• [TASK OBJECTIVE] Please return, word for word, the lines of the listing below, starting with the line that contains "Query: cloud bank" and going on through the line that contains "23 7 L 33 7".

[BEGIN GIVEN ENTRIES]

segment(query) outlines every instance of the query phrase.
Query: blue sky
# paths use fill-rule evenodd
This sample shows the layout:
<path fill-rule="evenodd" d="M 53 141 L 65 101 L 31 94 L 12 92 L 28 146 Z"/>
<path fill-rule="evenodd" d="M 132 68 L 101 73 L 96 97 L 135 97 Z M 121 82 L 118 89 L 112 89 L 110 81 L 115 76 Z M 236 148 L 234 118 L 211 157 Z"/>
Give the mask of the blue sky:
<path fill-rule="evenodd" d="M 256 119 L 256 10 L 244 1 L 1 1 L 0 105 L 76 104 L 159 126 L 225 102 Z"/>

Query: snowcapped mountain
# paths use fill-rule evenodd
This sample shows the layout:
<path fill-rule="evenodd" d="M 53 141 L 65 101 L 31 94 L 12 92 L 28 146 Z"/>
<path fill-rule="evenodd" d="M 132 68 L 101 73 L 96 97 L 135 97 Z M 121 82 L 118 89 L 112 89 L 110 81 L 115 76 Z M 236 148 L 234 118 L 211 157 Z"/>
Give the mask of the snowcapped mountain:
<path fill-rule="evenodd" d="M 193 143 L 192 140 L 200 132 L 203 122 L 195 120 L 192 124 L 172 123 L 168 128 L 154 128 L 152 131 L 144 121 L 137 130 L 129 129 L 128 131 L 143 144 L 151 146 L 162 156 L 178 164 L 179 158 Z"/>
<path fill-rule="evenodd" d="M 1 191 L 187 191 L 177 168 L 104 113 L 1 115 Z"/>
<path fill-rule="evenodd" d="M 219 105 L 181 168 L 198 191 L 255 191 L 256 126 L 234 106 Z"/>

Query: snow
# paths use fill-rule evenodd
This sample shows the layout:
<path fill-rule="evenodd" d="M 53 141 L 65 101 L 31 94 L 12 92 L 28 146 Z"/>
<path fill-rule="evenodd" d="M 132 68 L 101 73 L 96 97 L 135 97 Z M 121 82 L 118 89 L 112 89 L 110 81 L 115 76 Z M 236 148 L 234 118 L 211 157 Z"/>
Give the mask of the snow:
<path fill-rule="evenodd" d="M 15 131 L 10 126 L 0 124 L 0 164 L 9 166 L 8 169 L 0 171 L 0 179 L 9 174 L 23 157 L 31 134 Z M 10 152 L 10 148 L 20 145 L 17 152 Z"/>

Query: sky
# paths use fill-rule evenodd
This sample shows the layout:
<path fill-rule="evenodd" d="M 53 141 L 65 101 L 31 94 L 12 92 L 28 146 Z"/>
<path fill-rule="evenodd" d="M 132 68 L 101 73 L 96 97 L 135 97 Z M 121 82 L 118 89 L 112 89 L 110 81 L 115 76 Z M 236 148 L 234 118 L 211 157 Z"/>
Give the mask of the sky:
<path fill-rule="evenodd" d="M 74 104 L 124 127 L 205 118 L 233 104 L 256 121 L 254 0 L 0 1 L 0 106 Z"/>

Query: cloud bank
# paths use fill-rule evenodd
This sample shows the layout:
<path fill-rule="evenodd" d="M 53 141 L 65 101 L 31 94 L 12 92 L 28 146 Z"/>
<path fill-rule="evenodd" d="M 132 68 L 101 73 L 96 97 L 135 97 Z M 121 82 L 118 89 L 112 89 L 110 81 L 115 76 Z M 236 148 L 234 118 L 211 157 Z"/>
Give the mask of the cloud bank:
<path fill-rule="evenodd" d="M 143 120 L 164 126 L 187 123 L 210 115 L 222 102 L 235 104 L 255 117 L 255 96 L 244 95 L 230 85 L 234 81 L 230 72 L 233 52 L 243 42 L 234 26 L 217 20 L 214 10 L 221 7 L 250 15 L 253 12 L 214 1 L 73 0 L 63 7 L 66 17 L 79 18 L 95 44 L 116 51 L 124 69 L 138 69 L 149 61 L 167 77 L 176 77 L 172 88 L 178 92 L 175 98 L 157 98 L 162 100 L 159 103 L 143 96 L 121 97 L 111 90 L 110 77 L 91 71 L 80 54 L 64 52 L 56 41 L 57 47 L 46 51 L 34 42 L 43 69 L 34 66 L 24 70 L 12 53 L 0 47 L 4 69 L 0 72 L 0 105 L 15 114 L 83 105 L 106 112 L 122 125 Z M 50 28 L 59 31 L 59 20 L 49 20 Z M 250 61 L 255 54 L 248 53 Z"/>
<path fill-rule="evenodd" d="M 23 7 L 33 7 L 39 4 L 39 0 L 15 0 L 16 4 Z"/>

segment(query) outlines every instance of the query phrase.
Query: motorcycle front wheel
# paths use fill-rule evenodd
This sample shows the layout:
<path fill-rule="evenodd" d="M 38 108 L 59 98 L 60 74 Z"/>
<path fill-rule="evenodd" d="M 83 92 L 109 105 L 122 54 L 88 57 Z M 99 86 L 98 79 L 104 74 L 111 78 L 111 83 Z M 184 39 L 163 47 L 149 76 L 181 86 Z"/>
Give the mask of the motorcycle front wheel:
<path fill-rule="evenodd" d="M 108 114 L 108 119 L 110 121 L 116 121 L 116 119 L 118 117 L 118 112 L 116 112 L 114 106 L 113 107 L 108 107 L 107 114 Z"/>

[END GIVEN ENTRIES]
[BEGIN GIVEN ENTRIES]

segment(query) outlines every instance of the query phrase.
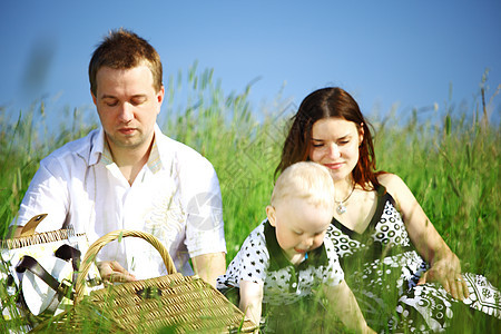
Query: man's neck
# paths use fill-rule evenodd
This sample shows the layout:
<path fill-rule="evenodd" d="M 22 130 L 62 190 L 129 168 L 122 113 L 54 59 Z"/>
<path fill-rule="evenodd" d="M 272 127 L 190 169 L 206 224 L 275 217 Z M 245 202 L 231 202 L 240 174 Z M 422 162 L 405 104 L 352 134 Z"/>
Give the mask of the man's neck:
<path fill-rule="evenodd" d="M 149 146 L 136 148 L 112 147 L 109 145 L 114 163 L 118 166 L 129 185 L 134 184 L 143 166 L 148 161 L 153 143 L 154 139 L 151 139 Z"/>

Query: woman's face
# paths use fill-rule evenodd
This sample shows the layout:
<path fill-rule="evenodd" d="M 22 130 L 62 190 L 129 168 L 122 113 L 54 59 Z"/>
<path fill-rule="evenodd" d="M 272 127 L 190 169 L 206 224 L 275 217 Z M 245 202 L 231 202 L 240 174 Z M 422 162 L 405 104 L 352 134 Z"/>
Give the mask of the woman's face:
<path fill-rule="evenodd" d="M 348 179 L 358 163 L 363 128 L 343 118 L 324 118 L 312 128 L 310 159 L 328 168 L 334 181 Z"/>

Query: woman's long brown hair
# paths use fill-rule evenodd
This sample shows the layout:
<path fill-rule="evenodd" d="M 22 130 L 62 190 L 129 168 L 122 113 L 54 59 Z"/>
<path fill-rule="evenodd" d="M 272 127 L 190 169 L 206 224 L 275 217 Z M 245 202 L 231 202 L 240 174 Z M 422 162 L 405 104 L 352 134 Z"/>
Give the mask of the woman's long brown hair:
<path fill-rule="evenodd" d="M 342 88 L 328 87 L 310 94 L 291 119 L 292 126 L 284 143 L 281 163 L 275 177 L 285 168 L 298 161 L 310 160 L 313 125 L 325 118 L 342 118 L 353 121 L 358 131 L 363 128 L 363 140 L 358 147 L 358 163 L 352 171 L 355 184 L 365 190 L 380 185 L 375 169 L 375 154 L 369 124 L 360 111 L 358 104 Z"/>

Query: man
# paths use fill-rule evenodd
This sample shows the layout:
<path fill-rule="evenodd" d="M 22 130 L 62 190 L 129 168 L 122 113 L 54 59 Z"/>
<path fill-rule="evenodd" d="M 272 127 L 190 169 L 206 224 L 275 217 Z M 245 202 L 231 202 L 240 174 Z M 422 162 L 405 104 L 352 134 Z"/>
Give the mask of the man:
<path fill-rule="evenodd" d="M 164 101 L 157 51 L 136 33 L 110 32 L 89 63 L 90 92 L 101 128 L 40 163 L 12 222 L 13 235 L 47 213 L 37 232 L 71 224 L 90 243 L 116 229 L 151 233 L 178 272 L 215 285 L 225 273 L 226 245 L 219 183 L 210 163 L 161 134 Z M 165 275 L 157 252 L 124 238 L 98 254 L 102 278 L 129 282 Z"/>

[END GIVEN ENTRIES]

• [OUTPUT FOR THIS TASK]
Query: cloud bank
# paths use fill-rule evenodd
This sample shows the layout:
<path fill-rule="evenodd" d="M 53 141 L 65 101 L 31 94 L 12 92 L 28 146 Z"/>
<path fill-rule="evenodd" d="M 132 68 L 101 73 L 96 97 L 135 97 Z M 121 82 L 118 89 L 112 89 L 110 81 L 115 76 Z M 236 148 L 234 118 L 211 157 Z"/>
Give the mask of the cloud bank:
<path fill-rule="evenodd" d="M 143 120 L 164 126 L 187 123 L 210 115 L 222 102 L 235 104 L 255 117 L 255 96 L 244 95 L 230 85 L 234 81 L 230 72 L 233 52 L 243 42 L 234 26 L 217 20 L 214 10 L 221 7 L 250 15 L 253 12 L 214 1 L 73 0 L 63 7 L 66 17 L 79 18 L 95 44 L 116 51 L 124 69 L 138 69 L 149 61 L 167 77 L 176 77 L 172 88 L 178 92 L 175 98 L 157 98 L 162 100 L 159 103 L 143 96 L 121 97 L 111 90 L 110 77 L 91 71 L 80 54 L 64 52 L 56 41 L 57 47 L 46 51 L 34 42 L 43 69 L 34 66 L 24 70 L 12 53 L 0 47 L 4 69 L 0 72 L 0 105 L 15 114 L 83 105 L 106 112 L 122 125 Z M 50 28 L 59 31 L 59 20 L 49 20 Z M 250 61 L 255 54 L 248 53 Z"/>
<path fill-rule="evenodd" d="M 23 7 L 33 7 L 39 4 L 39 0 L 15 0 L 16 4 Z"/>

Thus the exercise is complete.